Object position labeling entries
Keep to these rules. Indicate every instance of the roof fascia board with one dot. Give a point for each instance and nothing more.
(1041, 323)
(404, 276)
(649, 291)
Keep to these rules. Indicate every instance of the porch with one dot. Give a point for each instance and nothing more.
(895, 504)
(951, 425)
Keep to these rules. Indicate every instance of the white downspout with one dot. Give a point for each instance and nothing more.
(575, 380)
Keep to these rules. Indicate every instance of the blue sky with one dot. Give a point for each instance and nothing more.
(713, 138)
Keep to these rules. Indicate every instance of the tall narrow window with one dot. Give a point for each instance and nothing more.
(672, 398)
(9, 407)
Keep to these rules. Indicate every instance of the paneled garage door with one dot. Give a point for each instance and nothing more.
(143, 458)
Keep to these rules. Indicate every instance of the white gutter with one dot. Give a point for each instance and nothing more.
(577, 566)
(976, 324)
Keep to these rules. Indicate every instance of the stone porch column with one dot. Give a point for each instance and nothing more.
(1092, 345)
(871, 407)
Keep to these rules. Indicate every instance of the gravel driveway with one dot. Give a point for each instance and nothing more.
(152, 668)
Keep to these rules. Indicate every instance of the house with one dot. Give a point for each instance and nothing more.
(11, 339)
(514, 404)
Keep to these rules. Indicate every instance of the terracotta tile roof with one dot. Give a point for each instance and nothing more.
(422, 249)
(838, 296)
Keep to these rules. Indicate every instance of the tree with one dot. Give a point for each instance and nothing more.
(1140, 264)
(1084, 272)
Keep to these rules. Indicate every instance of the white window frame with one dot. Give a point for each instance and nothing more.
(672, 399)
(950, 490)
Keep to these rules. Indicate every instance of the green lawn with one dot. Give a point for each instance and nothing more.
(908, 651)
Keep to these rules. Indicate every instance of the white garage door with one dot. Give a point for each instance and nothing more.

(Stated task) Update the listing above by changing every "dot" to "mark", and leave everything else as it is.

(Solution to this task)
Keep to these rules. Indicate every instance of the roof fascia board with one mark. Give a point for each instance and nothing more.
(1041, 323)
(404, 276)
(649, 291)
Keep to these rules. Indicate every instance of the porch with one mark. Give a point for each instance and nothing more.
(895, 504)
(951, 425)
Keep to these rules. Indicate every instance of the white downspout with one mark. Give a point for each instance and nothing more.
(575, 380)
Keep to these rules. Indicate every instance of the blue sky with one mark. Give a point for each instance and nothing more.
(713, 138)
Keep to these rules. Indicate every instance of the tall narrow window with one mark. Give a point for each instance and nothing more.
(672, 398)
(9, 407)
Keep to these rules. Indicate every instance of the paneled garage door with one mark. Give a point for each instance and nothing more.
(143, 458)
Keep to these rules. Indicate every instance of the white gutter with one mark. Give a point for each instance and nothing more.
(577, 566)
(976, 324)
Keep to these rules. Indicate every instance of the stone porch column with one mark. Give a point for each instance and nothing more.
(1092, 345)
(871, 407)
Keep to these rules. Indicate every instance of the gravel driveway with one mark. Give a point for each instance and nothing more.
(152, 668)
Keep to these rules. Indicate every instance of the house with one mark. Give a point for each instance and nothing more.
(11, 339)
(514, 404)
Keep to these rules. Indicate every instance of the terracotta tile roof with one mark. Give a point for each instance and nothing more.
(422, 249)
(838, 296)
Keep to these rules. Indicate every instance of the tree with one mark. Give a point for each instance and nothing more.
(1140, 264)
(1084, 272)
Keep to these rules. Indicate every instance of the white window frame with one mark. Give a point for each instance and nothing more.
(672, 399)
(950, 490)
Keep to these rules. Indicate every instance of the green lawn with one mark. Give a point for each instance and nothing more.
(908, 651)
Keep to these rules. Indicate every instance of the white garage door with one mark. Give a point for each instance and nothing more.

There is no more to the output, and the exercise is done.